(Object location annotation data)
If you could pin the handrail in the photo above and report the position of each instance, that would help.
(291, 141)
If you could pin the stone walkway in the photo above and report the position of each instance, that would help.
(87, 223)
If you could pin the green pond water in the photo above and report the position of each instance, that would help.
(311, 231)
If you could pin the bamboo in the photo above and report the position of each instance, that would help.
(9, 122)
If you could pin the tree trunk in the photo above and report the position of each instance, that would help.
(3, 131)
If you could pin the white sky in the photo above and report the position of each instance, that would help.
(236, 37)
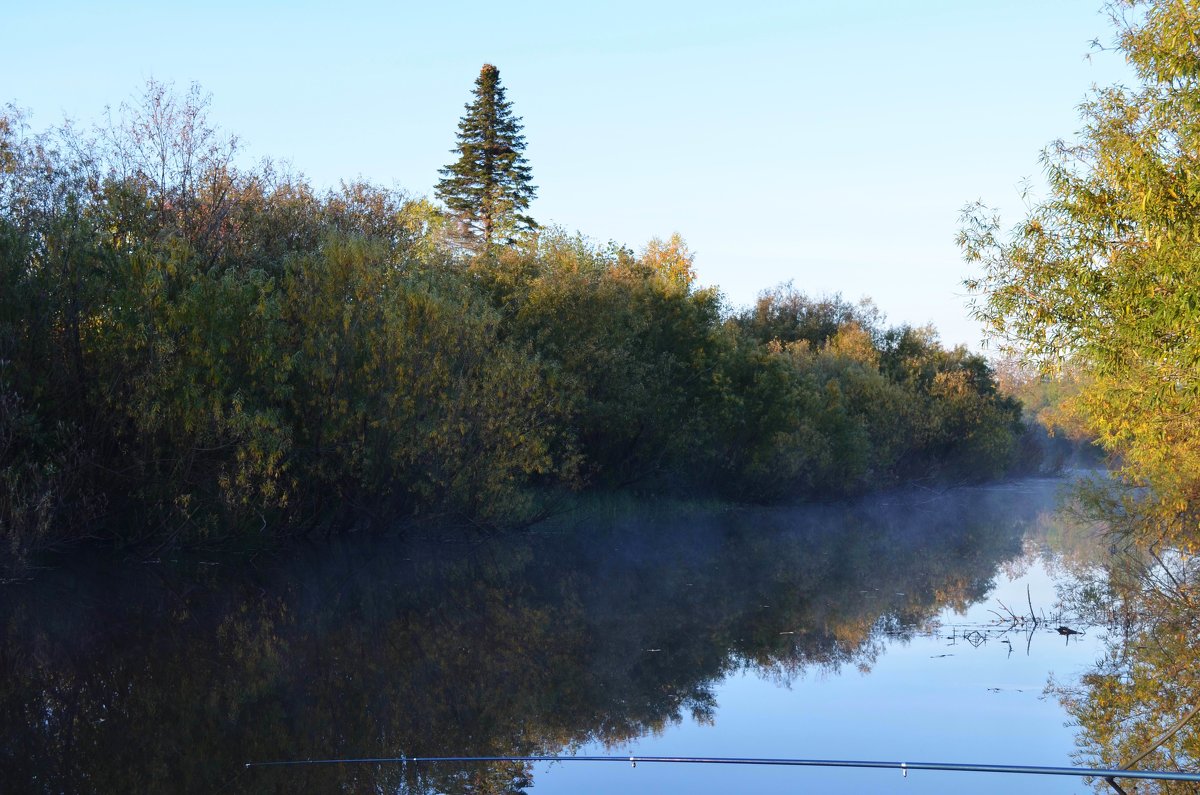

## [WHAT IS NEEDED]
Change "pin" to "mark" throughout the entries above, keeping everything else identical, and omit the pictures from your answer.

## [TASK ANSWER]
If you could mark the handrail in the photo above and report the position of each instance, that would help.
(291, 141)
If you could mark the stone walkway in the photo above and report the position of each instance, that would help.
(87, 223)
If you could mark the green pond water in the photo above and report the position of each instance, that would help.
(311, 231)
If you could mark the bamboo in the photo above and report the position of each instance, that would help.
(9, 122)
If you could mark the tree trunk in the photo above and report the position of each instance, that would help.
(3, 131)
If you could mark the white sky in the photo above and report the position of each instance, that would help.
(236, 37)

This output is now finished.